Segment Start: PROVIDED PASSAGE
I learned to read when I was five. I was a talented kid. I don’t know when and where all that talent got left behind, but somehow, at 36 I have found myself in a place where I need to learn to read again.
I’ve always loved reading. One of my most memorable weekends from my childhood was one spent in bed with a stack of books next to me. I tried to eat and drink as little as possible so I didn’t need to go to the bathroom that often. So I could just read and explore the worlds someone else had written for me. I remember the pure joy I felt when I put down a book after finishing it, and then delved into the next one.
Somehow in these 30 years of reading, I have lost the ability to read. I can spend hours browsing social media, but I can’t read a page of a book without losing focus. It has been painful. I’ve felt loneliness that doesn’t come from being alone, but from the lack of a place to escape. I have lived a lot smaller since I lost the other worlds I used to spend time in. Of course there is the added layer of constant guilt and feeling of unworthiness when I look at other people going to their book groups and posting about books they’ve read. A lot of my issues with reading have coincidentally started around the time social media showed up on my life. But I will look into that in some other text.
Segment End: PROVIDED PASSAGE
Segment Start: PROVIDED RECORDS
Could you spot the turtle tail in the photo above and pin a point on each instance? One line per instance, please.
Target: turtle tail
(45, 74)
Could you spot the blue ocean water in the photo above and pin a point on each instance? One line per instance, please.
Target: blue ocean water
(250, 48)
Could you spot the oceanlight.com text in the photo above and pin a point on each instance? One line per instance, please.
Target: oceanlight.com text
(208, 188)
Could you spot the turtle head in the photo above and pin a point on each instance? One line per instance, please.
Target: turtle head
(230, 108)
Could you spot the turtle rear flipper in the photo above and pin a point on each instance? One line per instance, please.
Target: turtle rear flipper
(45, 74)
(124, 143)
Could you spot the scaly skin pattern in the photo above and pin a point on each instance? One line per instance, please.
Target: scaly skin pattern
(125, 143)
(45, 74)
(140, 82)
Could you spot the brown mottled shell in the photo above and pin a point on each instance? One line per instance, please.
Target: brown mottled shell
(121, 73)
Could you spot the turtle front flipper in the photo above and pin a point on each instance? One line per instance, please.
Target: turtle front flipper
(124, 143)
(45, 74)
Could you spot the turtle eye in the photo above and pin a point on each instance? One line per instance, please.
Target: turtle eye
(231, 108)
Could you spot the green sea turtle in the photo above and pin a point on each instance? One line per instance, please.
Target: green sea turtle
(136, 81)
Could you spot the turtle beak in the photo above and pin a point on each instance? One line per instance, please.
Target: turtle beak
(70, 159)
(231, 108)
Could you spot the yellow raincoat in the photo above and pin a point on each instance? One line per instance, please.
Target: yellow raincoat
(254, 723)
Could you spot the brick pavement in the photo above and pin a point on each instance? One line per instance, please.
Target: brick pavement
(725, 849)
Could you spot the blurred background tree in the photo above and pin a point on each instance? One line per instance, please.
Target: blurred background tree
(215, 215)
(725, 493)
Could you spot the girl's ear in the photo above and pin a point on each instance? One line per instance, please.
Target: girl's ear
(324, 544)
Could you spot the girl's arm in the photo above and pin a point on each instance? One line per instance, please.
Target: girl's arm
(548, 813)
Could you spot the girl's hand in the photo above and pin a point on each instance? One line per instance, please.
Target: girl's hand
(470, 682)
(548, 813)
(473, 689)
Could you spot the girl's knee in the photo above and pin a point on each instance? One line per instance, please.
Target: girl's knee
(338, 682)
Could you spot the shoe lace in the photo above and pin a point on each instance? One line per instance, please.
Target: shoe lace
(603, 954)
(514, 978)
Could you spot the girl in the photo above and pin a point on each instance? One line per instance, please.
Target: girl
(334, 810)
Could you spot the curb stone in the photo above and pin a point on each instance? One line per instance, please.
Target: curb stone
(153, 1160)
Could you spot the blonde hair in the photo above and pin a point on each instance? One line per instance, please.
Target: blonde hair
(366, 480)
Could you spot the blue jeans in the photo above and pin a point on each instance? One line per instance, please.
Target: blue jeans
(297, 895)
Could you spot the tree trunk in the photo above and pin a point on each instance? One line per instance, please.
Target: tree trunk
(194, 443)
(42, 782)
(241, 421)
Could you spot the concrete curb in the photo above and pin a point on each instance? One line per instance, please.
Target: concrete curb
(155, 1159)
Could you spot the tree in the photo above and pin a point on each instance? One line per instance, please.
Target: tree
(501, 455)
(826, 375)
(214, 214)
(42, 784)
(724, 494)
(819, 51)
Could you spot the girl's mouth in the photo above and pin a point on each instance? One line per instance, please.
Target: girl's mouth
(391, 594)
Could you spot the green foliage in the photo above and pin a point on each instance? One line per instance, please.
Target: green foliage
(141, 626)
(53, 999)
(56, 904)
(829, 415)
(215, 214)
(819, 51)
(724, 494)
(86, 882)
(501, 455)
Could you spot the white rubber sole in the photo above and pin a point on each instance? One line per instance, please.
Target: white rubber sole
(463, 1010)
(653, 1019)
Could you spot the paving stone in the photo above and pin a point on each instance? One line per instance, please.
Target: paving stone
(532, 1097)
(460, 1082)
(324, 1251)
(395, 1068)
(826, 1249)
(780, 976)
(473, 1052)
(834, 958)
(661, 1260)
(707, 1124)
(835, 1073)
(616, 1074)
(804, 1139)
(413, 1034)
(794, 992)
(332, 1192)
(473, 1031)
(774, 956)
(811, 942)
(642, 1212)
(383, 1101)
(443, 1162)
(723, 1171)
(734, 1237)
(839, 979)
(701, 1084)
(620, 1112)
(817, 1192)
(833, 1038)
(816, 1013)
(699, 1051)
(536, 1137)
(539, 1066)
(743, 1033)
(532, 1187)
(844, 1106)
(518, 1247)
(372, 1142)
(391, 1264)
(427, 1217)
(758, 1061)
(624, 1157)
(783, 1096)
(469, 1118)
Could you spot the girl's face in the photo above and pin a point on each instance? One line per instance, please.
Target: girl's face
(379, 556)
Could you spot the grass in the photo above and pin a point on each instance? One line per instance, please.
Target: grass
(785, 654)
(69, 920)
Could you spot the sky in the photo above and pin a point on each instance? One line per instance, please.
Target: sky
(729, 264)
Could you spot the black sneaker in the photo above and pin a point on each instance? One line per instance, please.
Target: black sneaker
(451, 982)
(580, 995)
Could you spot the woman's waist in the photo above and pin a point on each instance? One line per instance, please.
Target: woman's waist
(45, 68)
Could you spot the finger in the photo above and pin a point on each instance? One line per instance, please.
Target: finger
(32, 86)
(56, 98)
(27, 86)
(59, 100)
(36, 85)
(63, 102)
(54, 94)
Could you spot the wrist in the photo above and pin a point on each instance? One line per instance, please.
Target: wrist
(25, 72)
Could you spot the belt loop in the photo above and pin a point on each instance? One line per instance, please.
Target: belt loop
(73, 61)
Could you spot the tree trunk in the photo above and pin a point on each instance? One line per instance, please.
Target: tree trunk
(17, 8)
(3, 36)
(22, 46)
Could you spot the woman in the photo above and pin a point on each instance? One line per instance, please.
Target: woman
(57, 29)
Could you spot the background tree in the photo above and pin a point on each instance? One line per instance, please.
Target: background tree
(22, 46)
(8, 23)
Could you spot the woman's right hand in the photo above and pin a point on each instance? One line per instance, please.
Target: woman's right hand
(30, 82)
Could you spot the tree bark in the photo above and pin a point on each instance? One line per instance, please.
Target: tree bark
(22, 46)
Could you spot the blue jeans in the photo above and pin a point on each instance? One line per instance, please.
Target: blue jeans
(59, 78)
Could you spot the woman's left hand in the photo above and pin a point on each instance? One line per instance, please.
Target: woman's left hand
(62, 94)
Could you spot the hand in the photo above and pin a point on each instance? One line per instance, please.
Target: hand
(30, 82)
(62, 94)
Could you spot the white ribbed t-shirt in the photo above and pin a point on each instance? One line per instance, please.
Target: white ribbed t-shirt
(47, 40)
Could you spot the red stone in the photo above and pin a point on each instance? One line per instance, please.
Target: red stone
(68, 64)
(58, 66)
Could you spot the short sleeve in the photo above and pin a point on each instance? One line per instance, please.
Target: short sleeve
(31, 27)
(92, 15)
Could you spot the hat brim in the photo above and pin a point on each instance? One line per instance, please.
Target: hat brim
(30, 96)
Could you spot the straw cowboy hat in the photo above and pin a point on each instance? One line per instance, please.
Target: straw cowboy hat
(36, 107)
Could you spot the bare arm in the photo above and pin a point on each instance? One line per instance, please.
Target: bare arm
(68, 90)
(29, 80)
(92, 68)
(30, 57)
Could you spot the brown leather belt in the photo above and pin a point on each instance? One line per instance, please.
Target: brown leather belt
Segment End: PROVIDED RECORDS
PROBLEMS AND TASKS:
(A) List every number that the essay about reading gives, in the order it appears.
(B) Carry on the essay about reading from its final sentence.

ANSWERS GIVEN:
(A) five, 36, 30

(B)
Recently I decided that I want to learn to read again. I spoke with my close friend, assistant and extension to my brain, ChatGPT, about why I can’t read and how I can overcome it, and it gave me this advice: “Start tiny. Comically tiny. Choose one stable spot to sit.”
So I chose a book I’ve read before. I Wish Someone Were Waiting for Me Somewhere by Anna Gavalda (in Finnish). I didn’t overthink it, I just chose what caught my eye in the moment. Then I just started to read. I decided to stop kicking myself when I’m down, and set an easy goal. One sentence. I read that sentence. Then another. First night I read a few pages. Kept reading a little every night. Some nights I read a sentence, some nights a paragraph. One night I read two whole chapters.
This morning I finished the book. Last time I finished a book was in 2017. I guess I can safely say I have learned to read again.
Reading is a pleasure. It’s happiness and escapism. It’s a way to explore worlds that I’ll never be able to visit, and it’s a way to get to know people I’ll never meet. It’s a way to awaken my creativity and go to places I wouldn’t have encountered without books.
So why have I tainted it with guilt, punishment and discipline? When I started letting go of the expectations that I should be able to read a whole book in one sitting, I stopped failing. One sentence is enough. One word is enough.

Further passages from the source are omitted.